If an entry below holds a picture, skip the picture and copy everything else exactly.

..............................

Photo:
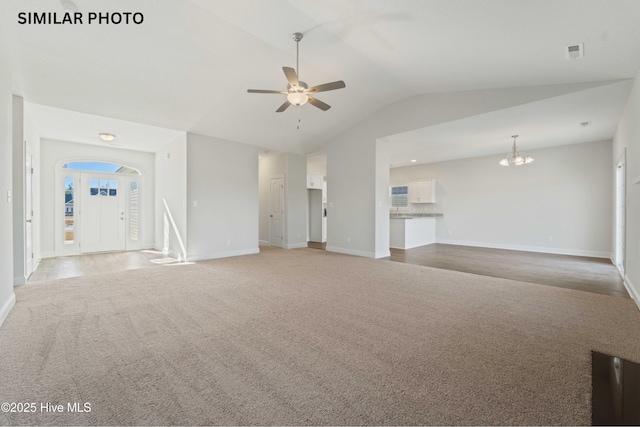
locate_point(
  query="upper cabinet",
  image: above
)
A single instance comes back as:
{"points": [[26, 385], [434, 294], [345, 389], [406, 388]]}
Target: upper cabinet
{"points": [[422, 191], [314, 181]]}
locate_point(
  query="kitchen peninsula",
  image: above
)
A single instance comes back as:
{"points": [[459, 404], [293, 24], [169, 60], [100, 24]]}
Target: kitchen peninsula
{"points": [[410, 230]]}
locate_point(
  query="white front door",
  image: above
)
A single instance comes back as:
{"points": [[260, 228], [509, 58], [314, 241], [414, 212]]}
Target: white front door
{"points": [[102, 213], [29, 215], [276, 212]]}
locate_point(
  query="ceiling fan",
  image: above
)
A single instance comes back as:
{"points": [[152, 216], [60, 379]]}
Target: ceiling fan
{"points": [[298, 93]]}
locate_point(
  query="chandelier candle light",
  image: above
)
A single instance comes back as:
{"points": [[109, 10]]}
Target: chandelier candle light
{"points": [[514, 157]]}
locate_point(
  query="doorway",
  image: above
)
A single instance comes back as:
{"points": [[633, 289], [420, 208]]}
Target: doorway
{"points": [[102, 204], [276, 212], [621, 211], [29, 261], [98, 208]]}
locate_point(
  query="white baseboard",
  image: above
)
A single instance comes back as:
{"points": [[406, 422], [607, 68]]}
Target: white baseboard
{"points": [[223, 254], [633, 291], [6, 308], [350, 252], [383, 254], [296, 245], [546, 250]]}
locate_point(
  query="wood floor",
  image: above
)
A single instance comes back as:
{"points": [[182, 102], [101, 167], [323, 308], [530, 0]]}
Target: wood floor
{"points": [[596, 275], [581, 273], [83, 265]]}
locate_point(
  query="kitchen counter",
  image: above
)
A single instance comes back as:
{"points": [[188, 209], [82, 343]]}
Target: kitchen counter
{"points": [[409, 215], [410, 231]]}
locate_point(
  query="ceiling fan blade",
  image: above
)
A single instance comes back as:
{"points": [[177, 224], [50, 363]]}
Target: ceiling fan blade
{"points": [[291, 75], [317, 103], [327, 86], [283, 107], [265, 91]]}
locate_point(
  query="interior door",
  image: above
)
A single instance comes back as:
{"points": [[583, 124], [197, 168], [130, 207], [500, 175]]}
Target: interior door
{"points": [[102, 213], [276, 212], [315, 215], [29, 215], [621, 208]]}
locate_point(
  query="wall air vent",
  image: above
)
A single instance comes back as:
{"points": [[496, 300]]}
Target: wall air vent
{"points": [[574, 51]]}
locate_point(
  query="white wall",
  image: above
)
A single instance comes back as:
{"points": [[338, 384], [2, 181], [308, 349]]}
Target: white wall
{"points": [[628, 136], [18, 184], [222, 177], [53, 152], [7, 297], [352, 162], [296, 202], [565, 194], [294, 169], [171, 199]]}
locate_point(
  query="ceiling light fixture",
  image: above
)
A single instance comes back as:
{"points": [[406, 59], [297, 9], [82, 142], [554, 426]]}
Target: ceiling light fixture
{"points": [[297, 97], [514, 157]]}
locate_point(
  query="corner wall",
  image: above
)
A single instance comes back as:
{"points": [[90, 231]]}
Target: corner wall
{"points": [[355, 187], [171, 199], [222, 198], [18, 184], [52, 152], [628, 136], [564, 195], [294, 169]]}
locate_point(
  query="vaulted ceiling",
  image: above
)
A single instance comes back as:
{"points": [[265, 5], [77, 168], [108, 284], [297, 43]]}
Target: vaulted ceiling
{"points": [[188, 66]]}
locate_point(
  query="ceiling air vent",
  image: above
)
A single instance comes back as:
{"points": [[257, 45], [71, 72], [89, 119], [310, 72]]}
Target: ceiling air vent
{"points": [[574, 51]]}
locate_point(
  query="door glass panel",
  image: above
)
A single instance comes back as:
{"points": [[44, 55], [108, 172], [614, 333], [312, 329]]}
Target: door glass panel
{"points": [[113, 187], [93, 187], [133, 212], [69, 214]]}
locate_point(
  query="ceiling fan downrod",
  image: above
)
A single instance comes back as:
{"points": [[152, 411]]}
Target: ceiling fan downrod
{"points": [[297, 37]]}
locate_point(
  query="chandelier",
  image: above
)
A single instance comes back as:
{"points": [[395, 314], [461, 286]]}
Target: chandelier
{"points": [[514, 157]]}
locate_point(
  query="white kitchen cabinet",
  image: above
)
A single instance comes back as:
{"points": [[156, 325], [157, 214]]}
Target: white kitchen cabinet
{"points": [[407, 233], [422, 191], [314, 181]]}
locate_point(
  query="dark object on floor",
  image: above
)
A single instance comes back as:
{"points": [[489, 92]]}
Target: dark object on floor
{"points": [[616, 390]]}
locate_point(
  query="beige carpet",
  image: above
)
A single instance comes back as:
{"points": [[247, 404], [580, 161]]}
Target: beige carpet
{"points": [[308, 337]]}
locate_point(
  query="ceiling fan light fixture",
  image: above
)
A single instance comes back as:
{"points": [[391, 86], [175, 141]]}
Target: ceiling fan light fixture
{"points": [[514, 157], [107, 136], [297, 98]]}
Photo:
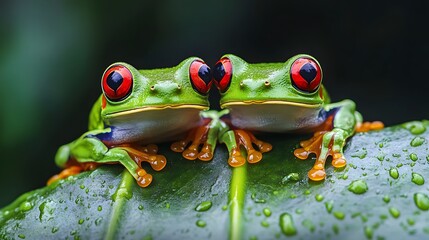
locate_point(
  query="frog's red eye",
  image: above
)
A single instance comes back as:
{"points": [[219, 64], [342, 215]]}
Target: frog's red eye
{"points": [[201, 76], [306, 75], [222, 74], [117, 83]]}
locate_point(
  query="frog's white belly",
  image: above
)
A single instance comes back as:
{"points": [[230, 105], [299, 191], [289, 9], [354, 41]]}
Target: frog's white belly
{"points": [[154, 125], [276, 117]]}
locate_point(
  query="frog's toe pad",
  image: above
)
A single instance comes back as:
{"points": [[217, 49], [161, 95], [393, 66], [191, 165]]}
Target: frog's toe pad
{"points": [[317, 174], [338, 160], [178, 146], [254, 156], [144, 178]]}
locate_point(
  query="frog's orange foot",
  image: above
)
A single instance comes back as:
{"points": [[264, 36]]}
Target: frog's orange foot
{"points": [[144, 178], [315, 145], [248, 141], [369, 126], [73, 168], [196, 137]]}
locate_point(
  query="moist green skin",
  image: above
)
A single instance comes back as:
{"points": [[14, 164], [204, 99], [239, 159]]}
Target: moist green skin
{"points": [[154, 93]]}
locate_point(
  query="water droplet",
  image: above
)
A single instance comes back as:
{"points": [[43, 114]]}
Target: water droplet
{"points": [[204, 206], [335, 229], [290, 177], [339, 215], [25, 206], [360, 153], [415, 127], [256, 200], [417, 179], [307, 223], [286, 224], [267, 212], [368, 232], [394, 212], [394, 173], [386, 199], [381, 156], [201, 223], [417, 141], [319, 197], [329, 206], [422, 201], [264, 223], [358, 187], [98, 221]]}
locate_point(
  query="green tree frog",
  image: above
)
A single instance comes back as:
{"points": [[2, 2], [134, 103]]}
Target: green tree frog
{"points": [[280, 98], [139, 107]]}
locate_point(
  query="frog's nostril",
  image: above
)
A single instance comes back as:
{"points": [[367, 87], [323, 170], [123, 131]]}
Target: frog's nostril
{"points": [[308, 72]]}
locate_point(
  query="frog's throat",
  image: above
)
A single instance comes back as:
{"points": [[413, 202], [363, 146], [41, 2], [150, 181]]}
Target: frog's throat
{"points": [[256, 102], [155, 108]]}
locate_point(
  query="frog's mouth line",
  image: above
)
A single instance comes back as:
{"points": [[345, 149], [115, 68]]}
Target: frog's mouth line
{"points": [[156, 108], [256, 102]]}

..............................

→ **TASK SOLUTION**:
Photo:
locate_point(
  query="upper cabinet",
  image: above
)
A single instance comes back as:
{"points": [[26, 385], [434, 294], [345, 389], [406, 388]]}
Target: upper cabinet
{"points": [[422, 191], [314, 181]]}
locate_point(
  query="kitchen peninsula",
  image: above
)
A single instance comes back as:
{"points": [[459, 404], [293, 24], [169, 60], [100, 24]]}
Target: kitchen peninsula
{"points": [[410, 230]]}
locate_point(
  query="white front door",
  image: above
)
A single instance comes back as:
{"points": [[260, 228], [509, 58], [314, 241], [414, 212]]}
Target: white front door
{"points": [[102, 213], [29, 215], [276, 212]]}
locate_point(
  query="ceiling fan",
  image: above
)
A single instance comes back as:
{"points": [[152, 216], [60, 379]]}
Target: ceiling fan
{"points": [[298, 93]]}
locate_point(
  query="chandelier candle light",
  image: above
)
A single instance comes back as:
{"points": [[109, 10]]}
Target: chandelier candle light
{"points": [[514, 157]]}
locate_point(
  query="doorway",
  image: above
)
A single instance comes back as:
{"points": [[633, 289], [420, 208]]}
Target: doorway
{"points": [[102, 204], [276, 212], [621, 211], [29, 261], [98, 208]]}
locate_point(
  query="white baseboard",
  image: above
)
A single instance comes back as:
{"points": [[406, 422], [607, 68]]}
Target: white baseboard
{"points": [[223, 254], [633, 291], [6, 308], [350, 252], [383, 254], [296, 245], [546, 250]]}
locate_point(
  query="wood floor",
  image: above
)
A single instance comes back as:
{"points": [[182, 102], [101, 167], [323, 308], [530, 0]]}
Target: wood floor
{"points": [[596, 275], [581, 273], [83, 265]]}
locate_point(
  query="kitchen counter",
  image: above
)
A single instance comes back as:
{"points": [[188, 209], [82, 343]]}
Target: kitchen counter
{"points": [[409, 215], [410, 231]]}
locate_point(
  query="ceiling fan blade",
  image: above
)
A single instance comes back as:
{"points": [[177, 224], [50, 363]]}
Target: ceiling fan blade
{"points": [[291, 75], [317, 103], [327, 86], [283, 107], [265, 91]]}
locate_point(
  query="interior door",
  image: above
)
A single instance comes back as:
{"points": [[583, 124], [197, 168], [130, 207], [500, 175]]}
Target: interior door
{"points": [[102, 213], [276, 212], [315, 215], [29, 215], [621, 208]]}
locate_point(
  query="wall air vent",
  image: above
)
A single instance comes back as:
{"points": [[496, 300]]}
Target: wall air vent
{"points": [[574, 51]]}
locate_point(
  query="white wall",
  image: above
)
A single instance comes back as:
{"points": [[338, 384], [2, 181], [308, 349]]}
Target: white wall
{"points": [[628, 136], [18, 184], [222, 177], [53, 152], [7, 297], [352, 162], [296, 202], [565, 194], [294, 169], [171, 199]]}
locate_point(
  query="ceiling light fixture",
  image: above
)
A single instance comes back as:
{"points": [[406, 59], [297, 9], [82, 142], [554, 426]]}
Target: ceiling light fixture
{"points": [[297, 97], [514, 157]]}
locate_point(
  query="corner wall",
  image: above
)
A single instance comes back as:
{"points": [[90, 231]]}
Target: corner wall
{"points": [[355, 187], [171, 199], [222, 198], [18, 184], [52, 152], [628, 136], [564, 195], [294, 169]]}
locate_point(
  query="vaulted ceiling",
  image: above
)
A single instance comes back as:
{"points": [[265, 5], [77, 168], [108, 284], [297, 43]]}
Target: vaulted ceiling
{"points": [[188, 66]]}
locate_point(
  query="ceiling air vent",
  image: above
)
A single instance comes back as:
{"points": [[257, 45], [71, 72], [89, 119], [310, 72]]}
Target: ceiling air vent
{"points": [[574, 51]]}
locate_point(
  query="door glass panel",
  image: above
)
A single instance comes back as:
{"points": [[44, 55], [108, 172], [614, 333], [312, 329]]}
Target: door glass panel
{"points": [[113, 187], [93, 187], [133, 212], [69, 214]]}
locate_point(
  query="ceiling fan downrod",
  image: above
)
A single instance comes back as:
{"points": [[152, 411]]}
Target: ceiling fan downrod
{"points": [[297, 37]]}
locate_point(
  query="chandelier",
  image: above
)
A single instance comes back as:
{"points": [[395, 314], [461, 286]]}
Target: chandelier
{"points": [[514, 157]]}
locate_point(
  query="white kitchen cabinet",
  image: above
)
A single instance comes back as:
{"points": [[156, 325], [157, 214]]}
Target: white kitchen cabinet
{"points": [[407, 233], [422, 191], [314, 181]]}
locate_point(
  query="dark object on floor",
  image: above
)
A single instance comes back as:
{"points": [[489, 92]]}
Target: dark object on floor
{"points": [[616, 390]]}
locate_point(
  query="beige carpet",
  image: above
)
A single instance comes back as:
{"points": [[247, 404], [580, 161]]}
Target: beige carpet
{"points": [[308, 337]]}
locate_point(
  query="ceiling fan light fixture",
  image: above
)
A single instance comes back as:
{"points": [[391, 86], [175, 141]]}
Target: ceiling fan light fixture
{"points": [[514, 157], [107, 136], [297, 98]]}
Photo:
locate_point(
  query="frog's red eye",
  image: above
)
A single instance comes back as:
{"points": [[219, 64], [342, 215]]}
Target: frog's red eye
{"points": [[201, 76], [306, 75], [222, 74], [117, 83]]}
locate_point(
  query="frog's white belly",
  image: above
)
A single instance comes back as:
{"points": [[230, 105], [299, 191], [289, 9], [354, 41]]}
Target: frog's white belly
{"points": [[154, 125], [276, 117]]}
locate_point(
  query="frog's toe pad",
  image: above
)
A single instance comes back as:
{"points": [[217, 49], [161, 95], [393, 66], [191, 165]]}
Target: frog's toe pad
{"points": [[317, 174], [338, 160], [178, 146], [254, 156], [144, 178]]}
locate_point(
  query="frog's orange foot",
  image: above
)
A single instance comes back as:
{"points": [[264, 36]]}
Target: frog's orange foot
{"points": [[144, 178], [315, 145], [248, 141], [369, 126], [73, 168], [196, 137]]}
locate_point(
  query="moist green skin",
  image: above
)
A single instance comes back as:
{"points": [[14, 164], [204, 99], [239, 159]]}
Target: moist green skin
{"points": [[154, 93]]}
locate_point(
  query="water droplet",
  image: above
)
A single instance comes back as:
{"points": [[43, 114]]}
Target: water droplet
{"points": [[204, 206], [335, 229], [290, 177], [339, 215], [25, 206], [360, 153], [415, 127], [256, 200], [417, 179], [307, 223], [286, 224], [267, 212], [368, 232], [394, 212], [394, 173], [386, 199], [381, 156], [201, 223], [417, 141], [319, 197], [329, 206], [422, 201], [264, 223], [358, 187], [98, 221]]}
locate_point(
  query="green tree frog",
  image: above
)
A single instance comes back as:
{"points": [[2, 2], [134, 103]]}
Target: green tree frog
{"points": [[280, 98], [139, 107]]}
locate_point(
  query="frog's nostril",
  image: above
)
A single instance comes back as:
{"points": [[367, 87], [323, 170], [123, 131]]}
Target: frog's nostril
{"points": [[308, 72]]}
locate_point(
  query="frog's throat",
  image: above
)
A single instance comes back as:
{"points": [[413, 202], [363, 146], [41, 2], [150, 181]]}
Target: frog's throat
{"points": [[256, 102], [155, 108]]}
locate_point(
  query="frog's mouth line",
  image: above
)
A single instance comes back as:
{"points": [[345, 149], [115, 68]]}
Target: frog's mouth line
{"points": [[156, 108], [256, 102]]}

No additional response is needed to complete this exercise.